Dataset excerpts on object pointing
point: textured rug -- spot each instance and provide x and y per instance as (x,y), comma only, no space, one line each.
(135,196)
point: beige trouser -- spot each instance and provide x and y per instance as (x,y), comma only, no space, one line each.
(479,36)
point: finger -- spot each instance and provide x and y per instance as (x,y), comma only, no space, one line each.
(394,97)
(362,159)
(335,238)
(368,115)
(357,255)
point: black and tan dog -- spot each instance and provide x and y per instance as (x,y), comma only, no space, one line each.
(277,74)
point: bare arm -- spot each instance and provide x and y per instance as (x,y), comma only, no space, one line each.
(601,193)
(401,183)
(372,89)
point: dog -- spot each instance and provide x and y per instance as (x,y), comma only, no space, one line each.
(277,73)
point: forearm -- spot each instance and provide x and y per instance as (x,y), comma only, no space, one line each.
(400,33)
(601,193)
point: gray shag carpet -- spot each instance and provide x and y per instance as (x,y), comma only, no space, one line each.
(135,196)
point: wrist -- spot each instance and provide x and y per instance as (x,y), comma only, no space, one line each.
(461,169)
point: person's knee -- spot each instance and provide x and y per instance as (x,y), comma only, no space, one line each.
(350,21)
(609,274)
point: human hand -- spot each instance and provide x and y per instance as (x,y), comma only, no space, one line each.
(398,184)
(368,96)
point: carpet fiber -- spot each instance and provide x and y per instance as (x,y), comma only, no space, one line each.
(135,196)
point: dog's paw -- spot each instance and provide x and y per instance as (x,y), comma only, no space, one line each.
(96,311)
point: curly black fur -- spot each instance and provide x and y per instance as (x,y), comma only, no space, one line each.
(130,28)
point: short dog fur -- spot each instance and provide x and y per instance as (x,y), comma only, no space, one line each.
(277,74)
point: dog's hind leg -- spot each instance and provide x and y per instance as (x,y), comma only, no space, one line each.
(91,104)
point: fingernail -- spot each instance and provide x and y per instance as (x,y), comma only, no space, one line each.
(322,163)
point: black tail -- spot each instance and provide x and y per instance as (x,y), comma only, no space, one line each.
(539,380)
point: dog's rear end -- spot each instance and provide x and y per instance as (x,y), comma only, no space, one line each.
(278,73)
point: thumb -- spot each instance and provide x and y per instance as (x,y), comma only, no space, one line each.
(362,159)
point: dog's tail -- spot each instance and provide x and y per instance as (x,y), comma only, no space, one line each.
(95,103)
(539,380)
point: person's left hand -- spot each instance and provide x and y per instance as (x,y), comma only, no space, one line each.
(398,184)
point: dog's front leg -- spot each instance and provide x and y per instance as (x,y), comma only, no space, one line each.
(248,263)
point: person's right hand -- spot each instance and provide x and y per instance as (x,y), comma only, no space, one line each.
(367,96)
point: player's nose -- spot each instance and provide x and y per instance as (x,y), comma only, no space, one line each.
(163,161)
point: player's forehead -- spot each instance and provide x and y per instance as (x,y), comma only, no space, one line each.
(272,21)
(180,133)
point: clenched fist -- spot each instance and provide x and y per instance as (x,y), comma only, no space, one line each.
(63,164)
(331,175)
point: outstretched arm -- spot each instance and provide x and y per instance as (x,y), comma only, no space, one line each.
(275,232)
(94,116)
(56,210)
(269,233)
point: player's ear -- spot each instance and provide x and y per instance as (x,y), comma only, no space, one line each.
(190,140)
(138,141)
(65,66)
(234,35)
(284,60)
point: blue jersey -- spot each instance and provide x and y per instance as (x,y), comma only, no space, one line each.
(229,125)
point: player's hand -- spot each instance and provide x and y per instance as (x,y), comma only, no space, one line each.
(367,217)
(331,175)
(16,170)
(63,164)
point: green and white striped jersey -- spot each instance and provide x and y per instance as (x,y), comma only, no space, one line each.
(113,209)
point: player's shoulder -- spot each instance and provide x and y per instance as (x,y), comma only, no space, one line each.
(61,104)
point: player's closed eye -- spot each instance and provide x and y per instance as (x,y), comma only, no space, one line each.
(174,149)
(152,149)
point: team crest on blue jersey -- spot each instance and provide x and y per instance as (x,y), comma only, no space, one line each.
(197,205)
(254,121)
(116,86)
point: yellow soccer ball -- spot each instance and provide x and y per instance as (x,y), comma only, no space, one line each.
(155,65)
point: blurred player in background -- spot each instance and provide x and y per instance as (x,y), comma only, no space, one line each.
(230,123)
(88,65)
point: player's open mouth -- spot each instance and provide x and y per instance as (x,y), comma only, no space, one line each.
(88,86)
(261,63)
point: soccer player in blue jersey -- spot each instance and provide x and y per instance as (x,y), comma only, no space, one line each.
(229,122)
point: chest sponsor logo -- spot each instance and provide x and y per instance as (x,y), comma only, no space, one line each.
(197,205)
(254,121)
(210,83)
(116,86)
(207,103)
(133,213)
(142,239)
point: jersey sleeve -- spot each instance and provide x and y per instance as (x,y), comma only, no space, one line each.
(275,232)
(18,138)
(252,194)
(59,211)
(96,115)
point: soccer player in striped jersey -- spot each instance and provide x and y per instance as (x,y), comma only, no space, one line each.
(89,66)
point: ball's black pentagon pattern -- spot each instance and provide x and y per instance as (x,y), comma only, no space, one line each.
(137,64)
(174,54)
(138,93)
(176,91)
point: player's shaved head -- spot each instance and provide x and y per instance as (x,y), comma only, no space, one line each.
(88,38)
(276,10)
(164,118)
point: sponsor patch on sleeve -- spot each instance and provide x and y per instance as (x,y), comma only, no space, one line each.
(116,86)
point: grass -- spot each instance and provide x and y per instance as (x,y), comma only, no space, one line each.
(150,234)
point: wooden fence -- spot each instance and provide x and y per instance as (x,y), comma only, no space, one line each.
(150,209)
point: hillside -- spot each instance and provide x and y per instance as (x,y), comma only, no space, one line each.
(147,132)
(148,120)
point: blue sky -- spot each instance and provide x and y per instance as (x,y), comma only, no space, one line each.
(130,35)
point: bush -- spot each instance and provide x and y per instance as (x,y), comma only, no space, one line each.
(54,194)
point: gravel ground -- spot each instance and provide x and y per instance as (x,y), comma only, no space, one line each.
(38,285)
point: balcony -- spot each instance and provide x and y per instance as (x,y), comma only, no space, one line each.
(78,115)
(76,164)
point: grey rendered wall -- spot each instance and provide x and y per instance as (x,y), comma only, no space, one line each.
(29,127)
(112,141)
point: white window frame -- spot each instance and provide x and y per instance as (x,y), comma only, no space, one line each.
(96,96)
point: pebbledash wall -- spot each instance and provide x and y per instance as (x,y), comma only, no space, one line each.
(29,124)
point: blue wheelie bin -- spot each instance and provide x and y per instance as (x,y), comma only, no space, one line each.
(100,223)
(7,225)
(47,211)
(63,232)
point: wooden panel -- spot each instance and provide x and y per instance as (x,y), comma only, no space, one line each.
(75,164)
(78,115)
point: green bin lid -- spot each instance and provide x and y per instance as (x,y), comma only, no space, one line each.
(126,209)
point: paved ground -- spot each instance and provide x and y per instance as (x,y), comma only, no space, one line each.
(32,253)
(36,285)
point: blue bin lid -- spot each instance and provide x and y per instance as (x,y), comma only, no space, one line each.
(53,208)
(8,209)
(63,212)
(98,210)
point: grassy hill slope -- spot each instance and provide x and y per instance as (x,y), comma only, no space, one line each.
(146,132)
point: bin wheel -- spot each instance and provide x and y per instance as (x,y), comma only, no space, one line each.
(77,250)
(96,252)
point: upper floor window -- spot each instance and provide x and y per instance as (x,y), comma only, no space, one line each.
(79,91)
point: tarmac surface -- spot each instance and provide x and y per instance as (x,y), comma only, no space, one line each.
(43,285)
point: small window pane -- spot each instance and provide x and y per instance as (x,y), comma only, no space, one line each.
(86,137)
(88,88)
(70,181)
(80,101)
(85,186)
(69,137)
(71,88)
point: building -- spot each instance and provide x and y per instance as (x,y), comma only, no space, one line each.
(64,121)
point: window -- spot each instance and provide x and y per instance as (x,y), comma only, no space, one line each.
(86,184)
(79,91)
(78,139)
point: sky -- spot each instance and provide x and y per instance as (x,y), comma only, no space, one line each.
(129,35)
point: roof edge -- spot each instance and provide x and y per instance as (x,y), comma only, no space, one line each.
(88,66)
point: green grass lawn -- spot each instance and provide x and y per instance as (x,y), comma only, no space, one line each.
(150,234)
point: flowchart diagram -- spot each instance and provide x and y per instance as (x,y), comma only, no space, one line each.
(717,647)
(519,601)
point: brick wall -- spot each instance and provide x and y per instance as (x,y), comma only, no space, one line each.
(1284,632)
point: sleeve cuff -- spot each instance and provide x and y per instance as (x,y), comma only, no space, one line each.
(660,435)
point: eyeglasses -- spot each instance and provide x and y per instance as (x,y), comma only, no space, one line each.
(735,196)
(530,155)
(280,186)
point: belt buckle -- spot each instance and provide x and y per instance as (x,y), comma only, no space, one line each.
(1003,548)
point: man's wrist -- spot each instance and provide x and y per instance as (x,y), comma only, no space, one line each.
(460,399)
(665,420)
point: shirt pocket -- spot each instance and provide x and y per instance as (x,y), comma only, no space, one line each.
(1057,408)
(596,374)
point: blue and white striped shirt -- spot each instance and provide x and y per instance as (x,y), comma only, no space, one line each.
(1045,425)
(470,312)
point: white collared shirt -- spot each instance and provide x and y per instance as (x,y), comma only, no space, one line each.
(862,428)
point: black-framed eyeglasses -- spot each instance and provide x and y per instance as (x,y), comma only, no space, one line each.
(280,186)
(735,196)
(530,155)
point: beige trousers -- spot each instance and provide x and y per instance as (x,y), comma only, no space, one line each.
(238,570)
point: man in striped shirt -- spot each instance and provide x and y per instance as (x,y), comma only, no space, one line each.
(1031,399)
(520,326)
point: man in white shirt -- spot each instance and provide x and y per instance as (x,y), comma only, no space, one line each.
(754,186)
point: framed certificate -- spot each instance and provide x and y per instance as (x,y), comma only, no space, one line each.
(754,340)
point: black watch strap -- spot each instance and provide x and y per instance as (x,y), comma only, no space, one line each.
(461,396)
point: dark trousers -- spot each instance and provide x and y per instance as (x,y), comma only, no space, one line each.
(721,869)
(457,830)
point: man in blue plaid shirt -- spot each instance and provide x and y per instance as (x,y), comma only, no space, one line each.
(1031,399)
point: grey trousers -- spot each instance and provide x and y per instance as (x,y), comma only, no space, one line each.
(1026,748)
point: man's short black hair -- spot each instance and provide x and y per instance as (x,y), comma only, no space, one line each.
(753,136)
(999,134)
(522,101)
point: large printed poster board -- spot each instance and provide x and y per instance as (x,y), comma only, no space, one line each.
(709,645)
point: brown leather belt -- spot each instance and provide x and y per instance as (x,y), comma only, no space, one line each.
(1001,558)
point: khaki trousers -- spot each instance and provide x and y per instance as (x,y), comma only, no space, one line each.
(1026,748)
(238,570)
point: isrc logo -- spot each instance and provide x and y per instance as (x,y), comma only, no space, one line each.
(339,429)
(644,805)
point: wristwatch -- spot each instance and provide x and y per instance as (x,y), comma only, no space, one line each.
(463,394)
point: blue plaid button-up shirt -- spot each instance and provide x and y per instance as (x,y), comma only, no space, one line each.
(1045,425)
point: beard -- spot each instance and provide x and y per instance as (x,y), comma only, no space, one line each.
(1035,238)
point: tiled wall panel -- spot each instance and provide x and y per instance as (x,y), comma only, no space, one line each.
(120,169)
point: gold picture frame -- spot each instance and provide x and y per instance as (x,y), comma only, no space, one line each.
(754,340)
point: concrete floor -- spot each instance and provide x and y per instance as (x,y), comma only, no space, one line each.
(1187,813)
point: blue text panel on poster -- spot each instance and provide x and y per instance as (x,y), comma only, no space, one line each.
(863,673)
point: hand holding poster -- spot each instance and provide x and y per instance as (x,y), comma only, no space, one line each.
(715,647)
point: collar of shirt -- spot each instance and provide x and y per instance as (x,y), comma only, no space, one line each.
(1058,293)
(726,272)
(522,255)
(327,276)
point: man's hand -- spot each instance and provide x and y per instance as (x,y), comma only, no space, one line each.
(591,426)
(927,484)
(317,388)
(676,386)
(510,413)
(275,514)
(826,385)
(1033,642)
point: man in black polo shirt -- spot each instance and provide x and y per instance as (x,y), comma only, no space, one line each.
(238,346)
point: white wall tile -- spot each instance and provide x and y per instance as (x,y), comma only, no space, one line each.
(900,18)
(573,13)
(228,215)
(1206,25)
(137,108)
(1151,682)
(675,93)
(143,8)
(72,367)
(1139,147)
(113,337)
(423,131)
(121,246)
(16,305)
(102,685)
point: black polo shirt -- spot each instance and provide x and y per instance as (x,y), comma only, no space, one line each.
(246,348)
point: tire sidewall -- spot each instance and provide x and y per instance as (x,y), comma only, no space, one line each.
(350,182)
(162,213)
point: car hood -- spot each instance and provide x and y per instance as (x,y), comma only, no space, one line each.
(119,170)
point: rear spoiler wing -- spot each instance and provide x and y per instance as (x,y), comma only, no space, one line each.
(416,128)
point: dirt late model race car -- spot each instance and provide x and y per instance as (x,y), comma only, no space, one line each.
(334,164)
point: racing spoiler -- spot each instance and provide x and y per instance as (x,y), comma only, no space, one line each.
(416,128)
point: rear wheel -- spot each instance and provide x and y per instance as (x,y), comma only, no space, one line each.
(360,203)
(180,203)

--- EXERCISE INSTRUCTIONS ---
Extract every line from the one with "point: collar of" down to the final line above, both included, exactly as written.

--- TASK SOLUTION ---
point: collar of shirt -- spot each instance and provide x and y per instance as (x,y), comma only, no space, one line each.
(1058,293)
(726,272)
(522,255)
(327,276)
point: man's hand -- spot each instance and provide x and y per instance as (x,y), comma only, no space, one line each.
(591,426)
(927,484)
(317,388)
(676,386)
(510,413)
(275,514)
(826,385)
(1033,642)
point: man in black polo shirt -- spot each instance and provide x and y per instance as (x,y), comma only, no space, one line each.
(238,346)
point: white wall tile -- spot each instance and provide x and y per instance as (x,y), comma only, no space, one line each.
(900,18)
(573,13)
(228,215)
(1206,25)
(137,108)
(1151,682)
(675,93)
(143,8)
(72,367)
(1139,147)
(113,337)
(423,131)
(121,246)
(16,305)
(102,685)
point: black polo shirt -- spot each instance and provide x and y per instance as (x,y), comma only, no space, one line each.
(246,348)
point: tire sidewall -- spot each instance and provide x and y per instance as (x,y), comma only, no space, one line each.
(350,182)
(162,213)
point: car hood -- spot each instance and provide x and y per instance as (x,y), comma only, no space, one line each.
(119,170)
point: rear spoiler wing -- spot each instance and provide x and y per instance as (x,y), comma only, no space, one line each.
(416,128)
point: dirt late model race car -- spot each instance and provide x and y per instance as (x,y), comma only, no space, one line each.
(334,164)
point: racing spoiler -- spot each instance and provide x and y per instance as (x,y), comma only, no space, one line each.
(416,128)
point: rear wheel -- spot each instance and provide x and y per instance as (x,y), comma only, no space, one line each.
(360,203)
(180,203)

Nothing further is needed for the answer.